» Excerpt provided:
::::::::::

The duty to bargain collectively also obligates the employer to provide the exclusive bargaining representative, on request, with bargaining unit information necessary to the bargaining representative for the formulation of its position for negotiations. S. L. Allen & Co., Inc., 1 NLRB 714 (1936).

On the narrow facts of this case, no unfair labor practice violation can be found. The negotiations were on narrow issues, and the district's indicated delay in providing salary placement and insurance information until after August 1, 1978 demonstrated the futility of scheduling meetings during the month of July, 1978. The plethora of cases relied upon by the parties thus are of little help, and DeHaven's absence is an irrelevant, if coincidental, fact.

FINDINGS OF FACT

1. Highline School District No. 401 is a school district created under title 28A RCW and is an employer within the meaning of RCW 41.59.020. Robert Sealey is Superintendent of Schools, Thomas Mikel is Administrative Assistant for General Administration and Employee Relations, and Joseph McKamey is Negotiations Policy Development Specialist.

2. Highline Education Association is an employee organization within the meaning of RCW 41.59.020 and is the exclusive bargaining representative for all non-supervisory certificated employees of Highline School District No. 401. Sam DeHaven is Uniserv Director and Dennis Storkson is president of the Highline Education Association.

3. Highline School District No. 401 and Highline Education Association were parties to a collective bargaining agreement which was effective from August 1, 1977 to July 31, 1979. That agreement contained a reopener for salaries and medical and dental benefits for 1978-1979. Additionally, a class size provision in a separate Letter of Understanding was open for negotiations during July, 1978.

4. As early as February 1978, the respondent made a request of the employer for a scattergram showing salary placement of the certificated staff of the employer.

::::::::::

» Given information:
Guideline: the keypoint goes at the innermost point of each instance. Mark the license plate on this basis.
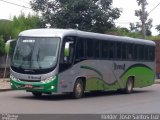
(28, 86)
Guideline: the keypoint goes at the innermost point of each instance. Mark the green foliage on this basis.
(124, 32)
(137, 27)
(2, 45)
(24, 23)
(11, 29)
(5, 29)
(153, 38)
(88, 15)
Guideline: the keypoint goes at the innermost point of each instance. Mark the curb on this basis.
(5, 90)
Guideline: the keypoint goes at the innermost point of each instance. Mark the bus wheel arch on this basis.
(79, 87)
(129, 85)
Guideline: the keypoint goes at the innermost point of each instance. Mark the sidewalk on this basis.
(5, 84)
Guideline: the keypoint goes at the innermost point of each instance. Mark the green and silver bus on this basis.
(49, 61)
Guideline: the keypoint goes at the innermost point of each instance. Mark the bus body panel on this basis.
(99, 74)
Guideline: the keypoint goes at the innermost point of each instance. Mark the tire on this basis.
(78, 90)
(37, 94)
(129, 86)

::::::::::

» What this exercise asks:
• A. In the Highline School District excerpt, who is president of the Highline Education Association?
• B. From the Highline School District excerpt, copy the passage from "FINDINGS OF FACT" to "Policy Development Specialist." word for word.

» Answers to the problems:
• A. Dennis Storkson

• B.
FINDINGS OF FACT

1. Highline School District No. 401 is a school district created under title 28A RCW and is an employer within the meaning of RCW 41.59.020. Robert Sealey is Superintendent of Schools, Thomas Mikel is Administrative Assistant for General Administration and Employee Relations, and Joseph McKamey is Negotiations Policy Development Specialist.